Select all lines holding the word "outline" from the entries that follow.

(Information)

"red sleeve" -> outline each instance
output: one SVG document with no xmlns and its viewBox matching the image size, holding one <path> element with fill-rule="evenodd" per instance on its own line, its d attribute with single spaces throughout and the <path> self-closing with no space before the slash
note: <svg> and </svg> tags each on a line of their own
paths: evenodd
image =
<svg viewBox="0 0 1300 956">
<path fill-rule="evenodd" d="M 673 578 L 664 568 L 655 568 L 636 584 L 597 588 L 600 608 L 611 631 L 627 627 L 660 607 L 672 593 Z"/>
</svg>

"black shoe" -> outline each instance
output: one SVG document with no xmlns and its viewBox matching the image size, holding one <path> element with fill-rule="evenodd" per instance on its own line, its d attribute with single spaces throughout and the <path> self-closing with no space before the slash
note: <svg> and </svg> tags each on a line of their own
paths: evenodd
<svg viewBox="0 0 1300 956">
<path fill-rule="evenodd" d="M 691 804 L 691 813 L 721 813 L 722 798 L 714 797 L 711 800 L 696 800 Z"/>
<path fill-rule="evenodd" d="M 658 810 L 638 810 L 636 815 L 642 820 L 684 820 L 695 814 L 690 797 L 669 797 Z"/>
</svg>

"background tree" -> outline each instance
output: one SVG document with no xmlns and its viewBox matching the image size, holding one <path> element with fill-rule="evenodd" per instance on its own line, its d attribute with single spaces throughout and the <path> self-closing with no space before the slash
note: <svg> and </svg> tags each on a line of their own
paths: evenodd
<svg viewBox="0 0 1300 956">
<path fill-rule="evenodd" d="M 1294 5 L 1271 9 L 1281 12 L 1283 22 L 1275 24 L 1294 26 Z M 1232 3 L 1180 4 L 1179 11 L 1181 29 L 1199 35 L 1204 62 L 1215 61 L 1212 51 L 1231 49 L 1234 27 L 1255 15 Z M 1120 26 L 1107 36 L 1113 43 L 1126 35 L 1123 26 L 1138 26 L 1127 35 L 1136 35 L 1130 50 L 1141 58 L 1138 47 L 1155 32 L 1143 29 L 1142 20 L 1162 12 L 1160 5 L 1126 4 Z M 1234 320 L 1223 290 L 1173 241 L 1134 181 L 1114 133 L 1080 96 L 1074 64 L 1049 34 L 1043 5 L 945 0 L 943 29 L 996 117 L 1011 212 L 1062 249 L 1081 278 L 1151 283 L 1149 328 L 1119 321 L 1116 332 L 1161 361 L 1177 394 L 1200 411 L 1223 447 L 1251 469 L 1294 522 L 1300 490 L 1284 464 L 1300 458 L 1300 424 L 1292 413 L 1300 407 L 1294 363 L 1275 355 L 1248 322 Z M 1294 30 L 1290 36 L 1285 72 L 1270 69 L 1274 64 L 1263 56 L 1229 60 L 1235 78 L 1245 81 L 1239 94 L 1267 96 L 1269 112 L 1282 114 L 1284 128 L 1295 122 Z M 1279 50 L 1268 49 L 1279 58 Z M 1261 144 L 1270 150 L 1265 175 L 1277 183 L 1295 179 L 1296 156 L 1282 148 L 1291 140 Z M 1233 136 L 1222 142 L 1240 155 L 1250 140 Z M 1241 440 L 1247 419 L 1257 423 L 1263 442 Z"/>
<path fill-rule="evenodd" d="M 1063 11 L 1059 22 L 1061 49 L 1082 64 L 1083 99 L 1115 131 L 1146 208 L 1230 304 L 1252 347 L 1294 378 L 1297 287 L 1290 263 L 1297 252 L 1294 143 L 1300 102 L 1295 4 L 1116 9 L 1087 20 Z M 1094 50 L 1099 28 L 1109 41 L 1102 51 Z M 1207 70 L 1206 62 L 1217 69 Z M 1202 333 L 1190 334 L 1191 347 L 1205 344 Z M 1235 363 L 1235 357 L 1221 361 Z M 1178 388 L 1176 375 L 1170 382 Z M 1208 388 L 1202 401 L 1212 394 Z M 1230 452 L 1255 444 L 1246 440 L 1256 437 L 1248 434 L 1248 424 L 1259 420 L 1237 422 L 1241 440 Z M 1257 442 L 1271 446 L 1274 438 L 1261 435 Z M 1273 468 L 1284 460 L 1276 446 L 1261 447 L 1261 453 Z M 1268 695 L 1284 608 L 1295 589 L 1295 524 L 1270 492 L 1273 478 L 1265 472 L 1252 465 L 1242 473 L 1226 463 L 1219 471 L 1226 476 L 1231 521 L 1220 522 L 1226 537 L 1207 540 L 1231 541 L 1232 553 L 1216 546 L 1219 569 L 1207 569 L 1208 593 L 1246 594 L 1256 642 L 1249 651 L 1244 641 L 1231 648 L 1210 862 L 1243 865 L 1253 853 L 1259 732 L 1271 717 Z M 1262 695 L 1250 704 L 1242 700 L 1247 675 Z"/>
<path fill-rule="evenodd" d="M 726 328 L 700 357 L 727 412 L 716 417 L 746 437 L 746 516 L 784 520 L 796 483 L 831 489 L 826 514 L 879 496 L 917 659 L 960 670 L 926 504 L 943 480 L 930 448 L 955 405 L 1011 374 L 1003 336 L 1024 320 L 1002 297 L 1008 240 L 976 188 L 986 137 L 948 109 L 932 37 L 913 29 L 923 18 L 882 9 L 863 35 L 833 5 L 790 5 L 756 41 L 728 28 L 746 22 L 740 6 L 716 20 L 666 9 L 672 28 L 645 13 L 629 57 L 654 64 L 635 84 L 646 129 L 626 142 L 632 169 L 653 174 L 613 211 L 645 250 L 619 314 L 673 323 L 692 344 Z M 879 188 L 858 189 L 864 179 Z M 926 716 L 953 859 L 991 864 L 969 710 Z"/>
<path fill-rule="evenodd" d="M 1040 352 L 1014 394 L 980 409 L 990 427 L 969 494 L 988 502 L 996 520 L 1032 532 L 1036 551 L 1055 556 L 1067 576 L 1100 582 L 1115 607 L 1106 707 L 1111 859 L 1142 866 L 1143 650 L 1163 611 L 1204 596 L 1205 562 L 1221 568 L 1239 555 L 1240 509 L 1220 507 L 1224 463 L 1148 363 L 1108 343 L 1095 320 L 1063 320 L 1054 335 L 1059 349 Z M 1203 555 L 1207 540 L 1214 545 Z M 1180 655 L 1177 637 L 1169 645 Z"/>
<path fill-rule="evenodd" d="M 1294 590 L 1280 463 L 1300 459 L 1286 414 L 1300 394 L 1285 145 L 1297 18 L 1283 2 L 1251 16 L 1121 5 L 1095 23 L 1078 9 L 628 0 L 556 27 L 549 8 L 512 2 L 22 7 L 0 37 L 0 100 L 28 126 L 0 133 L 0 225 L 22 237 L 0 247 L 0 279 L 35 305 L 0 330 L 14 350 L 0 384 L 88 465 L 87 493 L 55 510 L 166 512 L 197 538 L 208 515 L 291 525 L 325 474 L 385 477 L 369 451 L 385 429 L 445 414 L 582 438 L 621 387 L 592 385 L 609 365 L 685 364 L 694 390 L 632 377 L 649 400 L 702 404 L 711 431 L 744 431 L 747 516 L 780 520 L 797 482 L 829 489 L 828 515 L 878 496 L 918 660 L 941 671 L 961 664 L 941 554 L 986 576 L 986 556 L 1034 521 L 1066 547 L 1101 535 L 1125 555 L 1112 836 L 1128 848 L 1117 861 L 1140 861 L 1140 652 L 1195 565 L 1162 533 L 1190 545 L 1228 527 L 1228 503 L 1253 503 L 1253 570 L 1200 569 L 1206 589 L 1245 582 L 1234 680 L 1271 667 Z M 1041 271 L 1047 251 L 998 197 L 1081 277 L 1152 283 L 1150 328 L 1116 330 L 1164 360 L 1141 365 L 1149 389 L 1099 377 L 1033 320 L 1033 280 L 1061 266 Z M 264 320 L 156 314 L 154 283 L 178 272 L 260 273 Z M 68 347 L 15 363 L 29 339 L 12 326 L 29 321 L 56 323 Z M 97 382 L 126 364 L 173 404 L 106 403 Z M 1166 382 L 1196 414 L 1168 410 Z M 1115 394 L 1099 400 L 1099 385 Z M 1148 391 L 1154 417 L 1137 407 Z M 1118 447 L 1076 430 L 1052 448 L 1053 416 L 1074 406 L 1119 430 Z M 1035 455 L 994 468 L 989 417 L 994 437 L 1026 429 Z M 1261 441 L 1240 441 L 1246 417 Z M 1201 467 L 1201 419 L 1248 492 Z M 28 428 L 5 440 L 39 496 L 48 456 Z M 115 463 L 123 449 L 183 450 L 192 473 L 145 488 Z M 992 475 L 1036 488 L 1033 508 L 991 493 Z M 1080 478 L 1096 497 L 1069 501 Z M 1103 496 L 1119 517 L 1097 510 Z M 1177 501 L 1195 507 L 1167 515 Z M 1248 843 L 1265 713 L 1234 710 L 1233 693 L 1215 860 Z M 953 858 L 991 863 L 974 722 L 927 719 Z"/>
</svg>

(End Information)

* _Response to this task_:
"red sleeve" -> outline each instance
"black shoe" -> outline each instance
"background tree" -> outline each instance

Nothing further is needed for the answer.